◆ WHAT IS BEING ASKED
Where a line in the records holds "without", count it once; return only the final number.

Stored data
▬▬▬

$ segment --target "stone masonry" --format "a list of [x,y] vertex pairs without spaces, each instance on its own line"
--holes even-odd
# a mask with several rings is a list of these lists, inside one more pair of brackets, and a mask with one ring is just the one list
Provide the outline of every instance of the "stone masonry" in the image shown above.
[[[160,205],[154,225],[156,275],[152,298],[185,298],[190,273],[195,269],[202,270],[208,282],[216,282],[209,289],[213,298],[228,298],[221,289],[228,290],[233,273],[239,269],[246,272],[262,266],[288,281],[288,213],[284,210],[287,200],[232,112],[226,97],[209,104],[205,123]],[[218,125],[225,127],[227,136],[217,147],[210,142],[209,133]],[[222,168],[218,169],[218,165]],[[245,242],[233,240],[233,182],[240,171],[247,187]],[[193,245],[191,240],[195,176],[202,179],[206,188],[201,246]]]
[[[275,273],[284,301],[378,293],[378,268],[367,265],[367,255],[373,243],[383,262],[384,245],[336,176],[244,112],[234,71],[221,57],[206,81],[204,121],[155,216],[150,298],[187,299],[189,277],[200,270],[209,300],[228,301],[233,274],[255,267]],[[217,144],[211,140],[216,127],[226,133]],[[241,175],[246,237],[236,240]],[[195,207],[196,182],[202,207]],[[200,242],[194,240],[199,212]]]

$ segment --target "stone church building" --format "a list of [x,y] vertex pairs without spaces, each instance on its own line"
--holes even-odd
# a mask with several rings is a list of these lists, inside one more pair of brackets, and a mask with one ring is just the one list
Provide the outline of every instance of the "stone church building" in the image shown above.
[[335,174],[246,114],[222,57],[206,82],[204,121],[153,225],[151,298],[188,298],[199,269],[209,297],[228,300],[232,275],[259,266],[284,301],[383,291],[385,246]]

▬▬▬

◆ RESPONSE AREA
2